== INPUT RECORDS ==

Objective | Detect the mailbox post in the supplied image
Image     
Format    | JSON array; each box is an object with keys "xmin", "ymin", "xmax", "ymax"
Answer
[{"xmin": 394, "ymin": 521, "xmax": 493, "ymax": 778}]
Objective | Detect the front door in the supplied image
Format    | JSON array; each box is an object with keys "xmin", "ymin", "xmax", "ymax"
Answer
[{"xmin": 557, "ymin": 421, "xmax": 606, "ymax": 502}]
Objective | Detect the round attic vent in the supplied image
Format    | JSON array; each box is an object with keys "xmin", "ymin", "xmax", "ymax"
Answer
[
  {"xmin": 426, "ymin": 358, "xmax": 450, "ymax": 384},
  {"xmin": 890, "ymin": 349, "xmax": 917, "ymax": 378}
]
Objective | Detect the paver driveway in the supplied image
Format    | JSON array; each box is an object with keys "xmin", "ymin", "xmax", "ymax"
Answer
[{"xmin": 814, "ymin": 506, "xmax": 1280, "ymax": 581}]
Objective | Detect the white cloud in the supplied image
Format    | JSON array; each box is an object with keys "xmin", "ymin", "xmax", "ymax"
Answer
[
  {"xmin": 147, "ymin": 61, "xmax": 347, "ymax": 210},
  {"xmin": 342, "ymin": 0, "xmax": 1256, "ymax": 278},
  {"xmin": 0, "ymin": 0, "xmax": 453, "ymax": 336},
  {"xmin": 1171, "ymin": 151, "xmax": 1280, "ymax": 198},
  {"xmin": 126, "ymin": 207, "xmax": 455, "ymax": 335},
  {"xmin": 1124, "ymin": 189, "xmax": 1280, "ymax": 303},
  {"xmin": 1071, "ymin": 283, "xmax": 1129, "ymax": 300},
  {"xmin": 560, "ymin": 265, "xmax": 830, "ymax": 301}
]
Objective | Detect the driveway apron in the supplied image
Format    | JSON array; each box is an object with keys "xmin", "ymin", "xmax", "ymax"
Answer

== PROBLEM TO SOLVE ==
Return only the lines of the records in which the string "driveway" appears.

== RESULT OF THIS TASK ==
Objective | Detect the paver driveway in the supplied image
Objective | Detect the driveway apron in the supplied image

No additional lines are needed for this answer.